Given problem A: Copy out everything in the piece on Voeren, from "The current municipality" down to "sleepy rural area.", word for word.

Belgium is a delightful country. But it does throw up some interesting questions. I often find myself thinking “What? How? Why?” The history of Voeren is a good example.
The Flemish municipality of Voeren is located in the far east of the country in the area called the Voerstreek, where I have enjoyed walking. It’s a delightful, peaceful, rural area. The Voerstreek is typified by lush valleys, rich orchards, gently undulating hills, meandering footpaths and picturesque villages.
Visit the Voerstreek and you could never imagine anyone raising their voice in anger in such a lovely, peaceful, bucolic area. How wrong you would be!
The turbulent history of Voeren
I start with some basic info on Voeren that may elicit your “What? How? Why?” questions. Voeren is part of Flanders. It belongs to the Flemish province of Limburg. However, it’s not actually physically connected to any part of the rest of Limburg. Instead, Voeren is floating about 30 kilometers away from — and so is completely isolated from — the rest of Limburg. It has no common boundary with Limburg.
It’s actually surrounded by the Netherlands and the province of Liège, as you can see in this map. (Just to make it more complicated: Voeren is called Fourons in French). The municipality consists of six villages: ‘s-Gravenvoeren, Sint-Pieters-Voeren, Sint-Martens-Voeren, Moelingen, Teuven and Remersdal. Total population is a little over 4,000, with ‘s-Gravenvoeren being the largest and most populated of the six.
The current municipality of Voeren was not established until 1977. Before then, the six villages were involved in a kind of linguistic tug-of-war, which amazingly and unfortunately brought violence to this sleepy rural area.
Changing linguistic alignment
It all started in 1932 when new linguistic laws were introduced in Belgium. These based the linguistic alignment of towns and villages on the results of the 1930 census. As over 80% of the population of the six villages spoke Dutch in 1930, Voeren was declared to be a Flemish (Dutch-speaking) area. So far, so good.

Record set:
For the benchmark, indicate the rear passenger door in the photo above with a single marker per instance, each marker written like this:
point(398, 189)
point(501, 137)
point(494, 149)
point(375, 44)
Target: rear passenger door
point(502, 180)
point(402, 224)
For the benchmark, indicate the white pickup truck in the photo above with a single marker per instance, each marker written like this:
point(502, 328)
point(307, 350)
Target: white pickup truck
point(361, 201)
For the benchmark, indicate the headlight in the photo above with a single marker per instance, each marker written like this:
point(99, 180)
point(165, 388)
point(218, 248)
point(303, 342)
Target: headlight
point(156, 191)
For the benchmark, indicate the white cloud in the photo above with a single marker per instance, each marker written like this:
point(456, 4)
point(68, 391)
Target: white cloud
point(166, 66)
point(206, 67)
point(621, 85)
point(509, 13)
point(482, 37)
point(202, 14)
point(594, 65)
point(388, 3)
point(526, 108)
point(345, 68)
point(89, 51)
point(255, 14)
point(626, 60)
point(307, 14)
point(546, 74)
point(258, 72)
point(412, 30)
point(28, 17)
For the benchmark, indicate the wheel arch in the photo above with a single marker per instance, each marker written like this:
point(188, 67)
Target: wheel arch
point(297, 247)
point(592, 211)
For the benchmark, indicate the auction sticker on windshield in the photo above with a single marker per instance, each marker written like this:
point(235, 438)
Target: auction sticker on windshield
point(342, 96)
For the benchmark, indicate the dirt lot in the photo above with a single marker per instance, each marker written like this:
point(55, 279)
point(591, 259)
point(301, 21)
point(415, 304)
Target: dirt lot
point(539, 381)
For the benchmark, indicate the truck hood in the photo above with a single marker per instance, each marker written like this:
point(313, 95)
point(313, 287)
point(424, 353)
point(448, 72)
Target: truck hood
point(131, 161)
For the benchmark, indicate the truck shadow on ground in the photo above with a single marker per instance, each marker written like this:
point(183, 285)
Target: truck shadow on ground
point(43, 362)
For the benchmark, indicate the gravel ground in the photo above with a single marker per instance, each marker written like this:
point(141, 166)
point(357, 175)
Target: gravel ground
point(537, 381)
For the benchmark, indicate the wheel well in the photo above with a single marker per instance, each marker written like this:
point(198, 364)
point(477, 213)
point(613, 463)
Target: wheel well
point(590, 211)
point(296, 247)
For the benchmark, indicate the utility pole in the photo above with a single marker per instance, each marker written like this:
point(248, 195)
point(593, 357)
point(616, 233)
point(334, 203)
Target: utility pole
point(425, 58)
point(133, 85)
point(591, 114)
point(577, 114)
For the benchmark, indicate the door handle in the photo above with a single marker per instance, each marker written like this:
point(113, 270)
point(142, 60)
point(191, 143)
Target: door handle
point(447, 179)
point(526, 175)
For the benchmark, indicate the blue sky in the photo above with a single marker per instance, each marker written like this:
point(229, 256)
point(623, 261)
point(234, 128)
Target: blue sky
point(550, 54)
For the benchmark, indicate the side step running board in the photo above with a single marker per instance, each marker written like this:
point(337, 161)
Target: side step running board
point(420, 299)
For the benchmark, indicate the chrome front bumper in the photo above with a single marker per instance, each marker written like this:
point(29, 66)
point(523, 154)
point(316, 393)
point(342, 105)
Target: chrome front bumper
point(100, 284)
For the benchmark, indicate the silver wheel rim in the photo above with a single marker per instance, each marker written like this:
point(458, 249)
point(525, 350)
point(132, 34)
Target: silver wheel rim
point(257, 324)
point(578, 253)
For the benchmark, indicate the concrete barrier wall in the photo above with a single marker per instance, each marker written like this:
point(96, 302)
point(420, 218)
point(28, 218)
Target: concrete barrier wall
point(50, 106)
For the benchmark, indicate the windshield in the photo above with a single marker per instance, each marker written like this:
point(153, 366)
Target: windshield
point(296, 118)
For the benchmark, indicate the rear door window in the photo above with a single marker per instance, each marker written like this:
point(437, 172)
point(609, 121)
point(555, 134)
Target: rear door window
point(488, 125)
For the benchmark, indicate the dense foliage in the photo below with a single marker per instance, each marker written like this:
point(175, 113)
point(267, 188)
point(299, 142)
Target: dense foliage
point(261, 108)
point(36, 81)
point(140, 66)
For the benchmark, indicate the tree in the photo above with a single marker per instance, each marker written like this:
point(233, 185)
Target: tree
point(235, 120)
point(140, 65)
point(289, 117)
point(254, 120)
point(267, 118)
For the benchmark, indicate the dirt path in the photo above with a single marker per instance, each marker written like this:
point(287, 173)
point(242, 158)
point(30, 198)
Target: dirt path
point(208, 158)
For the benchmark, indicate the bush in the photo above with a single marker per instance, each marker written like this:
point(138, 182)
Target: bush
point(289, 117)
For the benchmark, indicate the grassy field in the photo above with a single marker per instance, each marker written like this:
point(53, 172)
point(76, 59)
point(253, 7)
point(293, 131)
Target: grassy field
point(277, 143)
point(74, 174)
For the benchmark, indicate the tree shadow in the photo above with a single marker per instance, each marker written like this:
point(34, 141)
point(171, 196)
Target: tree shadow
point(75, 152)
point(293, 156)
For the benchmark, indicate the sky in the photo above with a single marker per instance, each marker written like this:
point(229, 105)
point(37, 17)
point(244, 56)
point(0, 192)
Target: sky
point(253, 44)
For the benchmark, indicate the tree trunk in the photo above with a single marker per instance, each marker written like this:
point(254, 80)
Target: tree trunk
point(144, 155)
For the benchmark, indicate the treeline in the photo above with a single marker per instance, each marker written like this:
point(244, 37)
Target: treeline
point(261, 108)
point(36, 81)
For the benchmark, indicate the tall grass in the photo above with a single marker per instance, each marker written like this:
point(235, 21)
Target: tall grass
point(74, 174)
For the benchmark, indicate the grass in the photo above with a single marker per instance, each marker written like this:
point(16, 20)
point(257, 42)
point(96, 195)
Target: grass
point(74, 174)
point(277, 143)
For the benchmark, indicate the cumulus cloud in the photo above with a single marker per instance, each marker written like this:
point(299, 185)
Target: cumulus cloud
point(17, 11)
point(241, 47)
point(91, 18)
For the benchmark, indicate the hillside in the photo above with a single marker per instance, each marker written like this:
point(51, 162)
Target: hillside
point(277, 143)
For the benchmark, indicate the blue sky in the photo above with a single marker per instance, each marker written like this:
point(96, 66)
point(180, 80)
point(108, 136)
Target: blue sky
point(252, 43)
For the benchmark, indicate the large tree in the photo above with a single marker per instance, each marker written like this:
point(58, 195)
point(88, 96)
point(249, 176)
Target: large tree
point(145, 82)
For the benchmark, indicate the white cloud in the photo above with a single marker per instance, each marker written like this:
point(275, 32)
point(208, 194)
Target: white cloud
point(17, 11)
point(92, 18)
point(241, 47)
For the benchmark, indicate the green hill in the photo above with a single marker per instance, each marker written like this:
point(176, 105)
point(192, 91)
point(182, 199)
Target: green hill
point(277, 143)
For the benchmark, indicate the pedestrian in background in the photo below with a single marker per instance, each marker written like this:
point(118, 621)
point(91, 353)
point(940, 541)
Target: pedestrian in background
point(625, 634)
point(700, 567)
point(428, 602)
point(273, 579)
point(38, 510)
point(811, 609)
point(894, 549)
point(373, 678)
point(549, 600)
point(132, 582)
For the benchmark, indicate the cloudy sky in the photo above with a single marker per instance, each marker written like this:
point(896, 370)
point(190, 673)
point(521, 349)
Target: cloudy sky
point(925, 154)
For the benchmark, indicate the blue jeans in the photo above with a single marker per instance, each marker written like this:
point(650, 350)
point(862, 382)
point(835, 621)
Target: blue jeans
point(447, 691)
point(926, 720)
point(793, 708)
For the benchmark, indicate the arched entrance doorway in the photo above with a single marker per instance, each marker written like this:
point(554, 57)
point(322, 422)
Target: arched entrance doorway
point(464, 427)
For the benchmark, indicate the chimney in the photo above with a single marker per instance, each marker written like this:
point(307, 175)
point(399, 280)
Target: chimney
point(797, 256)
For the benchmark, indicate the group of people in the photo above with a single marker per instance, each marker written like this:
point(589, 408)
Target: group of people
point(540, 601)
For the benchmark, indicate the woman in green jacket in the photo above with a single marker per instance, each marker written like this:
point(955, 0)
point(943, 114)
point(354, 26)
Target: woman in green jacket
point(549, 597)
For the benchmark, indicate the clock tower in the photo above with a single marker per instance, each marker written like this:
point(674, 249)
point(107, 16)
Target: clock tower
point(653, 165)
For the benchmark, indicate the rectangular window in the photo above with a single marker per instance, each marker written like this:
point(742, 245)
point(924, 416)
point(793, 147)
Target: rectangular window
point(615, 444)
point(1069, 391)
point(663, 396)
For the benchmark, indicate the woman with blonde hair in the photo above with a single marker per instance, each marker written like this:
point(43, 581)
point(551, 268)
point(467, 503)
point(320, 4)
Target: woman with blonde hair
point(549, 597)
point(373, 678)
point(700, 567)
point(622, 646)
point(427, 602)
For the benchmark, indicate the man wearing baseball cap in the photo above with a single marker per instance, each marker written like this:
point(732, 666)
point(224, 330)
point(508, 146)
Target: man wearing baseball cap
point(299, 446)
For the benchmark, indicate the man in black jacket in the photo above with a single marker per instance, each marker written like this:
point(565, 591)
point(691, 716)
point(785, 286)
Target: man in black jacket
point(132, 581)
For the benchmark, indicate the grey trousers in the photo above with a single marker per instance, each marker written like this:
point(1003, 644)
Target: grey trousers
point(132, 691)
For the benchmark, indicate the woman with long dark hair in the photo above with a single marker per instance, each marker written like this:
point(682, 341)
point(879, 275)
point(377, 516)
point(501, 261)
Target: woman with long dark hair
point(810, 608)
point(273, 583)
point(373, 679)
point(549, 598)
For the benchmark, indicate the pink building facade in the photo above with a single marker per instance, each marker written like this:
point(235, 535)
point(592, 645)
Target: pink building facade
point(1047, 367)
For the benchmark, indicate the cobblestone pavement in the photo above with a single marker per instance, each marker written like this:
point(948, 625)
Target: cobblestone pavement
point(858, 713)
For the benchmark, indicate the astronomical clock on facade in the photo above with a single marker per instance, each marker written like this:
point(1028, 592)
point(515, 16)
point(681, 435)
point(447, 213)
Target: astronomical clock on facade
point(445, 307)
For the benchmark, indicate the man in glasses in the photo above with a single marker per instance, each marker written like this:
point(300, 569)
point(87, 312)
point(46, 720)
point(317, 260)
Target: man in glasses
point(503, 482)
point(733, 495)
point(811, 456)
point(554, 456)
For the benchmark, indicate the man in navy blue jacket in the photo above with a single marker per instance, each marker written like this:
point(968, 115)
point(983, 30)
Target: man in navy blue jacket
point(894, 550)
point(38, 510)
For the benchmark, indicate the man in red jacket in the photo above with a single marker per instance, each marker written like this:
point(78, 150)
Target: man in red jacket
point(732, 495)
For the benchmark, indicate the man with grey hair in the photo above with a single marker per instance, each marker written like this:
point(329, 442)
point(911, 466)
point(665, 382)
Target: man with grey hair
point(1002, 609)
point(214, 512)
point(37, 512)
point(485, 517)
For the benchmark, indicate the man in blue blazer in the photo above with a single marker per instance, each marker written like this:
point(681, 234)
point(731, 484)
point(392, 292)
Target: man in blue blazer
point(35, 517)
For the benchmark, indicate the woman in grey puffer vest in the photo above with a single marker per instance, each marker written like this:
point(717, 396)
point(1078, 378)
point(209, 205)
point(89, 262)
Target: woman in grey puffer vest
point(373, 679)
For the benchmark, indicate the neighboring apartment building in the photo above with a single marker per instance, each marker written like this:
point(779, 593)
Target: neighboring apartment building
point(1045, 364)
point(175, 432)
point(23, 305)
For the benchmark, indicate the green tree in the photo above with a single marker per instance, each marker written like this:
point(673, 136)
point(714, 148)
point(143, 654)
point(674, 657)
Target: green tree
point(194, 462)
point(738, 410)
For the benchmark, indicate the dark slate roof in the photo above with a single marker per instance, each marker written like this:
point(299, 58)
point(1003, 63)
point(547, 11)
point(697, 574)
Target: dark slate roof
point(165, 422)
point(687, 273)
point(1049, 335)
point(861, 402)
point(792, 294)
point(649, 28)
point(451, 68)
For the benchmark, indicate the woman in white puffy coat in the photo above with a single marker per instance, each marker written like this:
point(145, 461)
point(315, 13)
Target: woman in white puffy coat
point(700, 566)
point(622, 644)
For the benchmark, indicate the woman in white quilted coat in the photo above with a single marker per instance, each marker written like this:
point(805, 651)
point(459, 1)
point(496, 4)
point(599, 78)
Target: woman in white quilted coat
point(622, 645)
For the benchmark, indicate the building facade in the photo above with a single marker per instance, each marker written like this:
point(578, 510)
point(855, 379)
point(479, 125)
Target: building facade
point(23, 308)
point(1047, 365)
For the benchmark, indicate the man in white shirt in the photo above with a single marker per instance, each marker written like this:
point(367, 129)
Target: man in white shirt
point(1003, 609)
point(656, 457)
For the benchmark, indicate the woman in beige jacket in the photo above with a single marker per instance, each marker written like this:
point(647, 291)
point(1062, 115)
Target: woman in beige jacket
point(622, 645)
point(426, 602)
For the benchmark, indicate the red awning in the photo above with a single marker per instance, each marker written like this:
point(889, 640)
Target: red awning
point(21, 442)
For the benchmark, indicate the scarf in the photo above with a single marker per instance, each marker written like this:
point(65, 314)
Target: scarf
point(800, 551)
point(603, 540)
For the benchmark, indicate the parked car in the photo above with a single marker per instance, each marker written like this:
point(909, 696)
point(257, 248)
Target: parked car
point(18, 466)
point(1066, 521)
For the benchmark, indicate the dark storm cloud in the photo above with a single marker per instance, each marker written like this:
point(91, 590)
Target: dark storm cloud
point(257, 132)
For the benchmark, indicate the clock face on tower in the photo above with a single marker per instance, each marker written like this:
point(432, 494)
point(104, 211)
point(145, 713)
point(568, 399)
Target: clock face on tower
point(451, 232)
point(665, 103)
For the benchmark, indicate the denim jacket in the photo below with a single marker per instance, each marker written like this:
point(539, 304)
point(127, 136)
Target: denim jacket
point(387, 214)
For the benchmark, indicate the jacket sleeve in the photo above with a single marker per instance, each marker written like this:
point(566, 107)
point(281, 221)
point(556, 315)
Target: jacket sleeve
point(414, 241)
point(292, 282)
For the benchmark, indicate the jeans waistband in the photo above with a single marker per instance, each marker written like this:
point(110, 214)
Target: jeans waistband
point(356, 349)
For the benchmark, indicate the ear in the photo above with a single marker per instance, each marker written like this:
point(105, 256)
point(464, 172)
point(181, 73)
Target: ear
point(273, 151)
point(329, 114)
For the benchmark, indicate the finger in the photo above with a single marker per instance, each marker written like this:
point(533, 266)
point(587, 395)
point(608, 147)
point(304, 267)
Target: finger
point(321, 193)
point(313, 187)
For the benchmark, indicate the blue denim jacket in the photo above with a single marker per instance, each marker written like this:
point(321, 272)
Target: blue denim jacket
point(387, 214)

Given problem B: Rewrite everything from the start of the records down to the line containing "point(342, 96)" as a numbered list, including that line and leaving out blank lines.

Complete output A:
The current municipality of Voeren was not established until 1977. Before then, the six villages were involved in a kind of linguistic tug-of-war, which amazingly and unfortunately brought violence to this sleepy rural area.

Complete output B:
1. For the benchmark, indicate the rear passenger door in the photo above with a single marker per instance, each marker written like this:
2. point(398, 189)
3. point(501, 137)
4. point(494, 149)
5. point(375, 44)
6. Target: rear passenger door
7. point(502, 180)
8. point(402, 224)
9. For the benchmark, indicate the white pickup truck in the photo above with a single marker per instance, each marker written like this:
10. point(502, 328)
11. point(307, 350)
12. Target: white pickup truck
13. point(361, 201)
14. For the benchmark, indicate the headlight in the photo above with a single marker per instance, each marker written like this:
15. point(99, 180)
16. point(165, 388)
17. point(218, 248)
18. point(303, 342)
19. Target: headlight
20. point(156, 191)
21. For the benchmark, indicate the white cloud in the photo above with a single marker per instance, each marker written like this:
22. point(456, 4)
23. point(68, 391)
24. Target: white cloud
25. point(166, 66)
26. point(206, 67)
27. point(621, 85)
28. point(509, 13)
29. point(482, 37)
30. point(202, 14)
31. point(594, 65)
32. point(388, 3)
33. point(526, 108)
34. point(345, 68)
35. point(89, 51)
36. point(255, 14)
37. point(626, 60)
38. point(307, 14)
39. point(546, 74)
40. point(258, 72)
41. point(412, 30)
42. point(28, 17)
43. For the benchmark, indicate the wheel arch in the photo above with a single marker per instance, each marker written like this:
44. point(188, 67)
45. Target: wheel arch
46. point(297, 247)
47. point(592, 211)
48. For the benchmark, indicate the auction sticker on windshield in the photo above with a single marker per instance, each marker written like this:
49. point(235, 438)
50. Target: auction sticker on windshield
51. point(342, 96)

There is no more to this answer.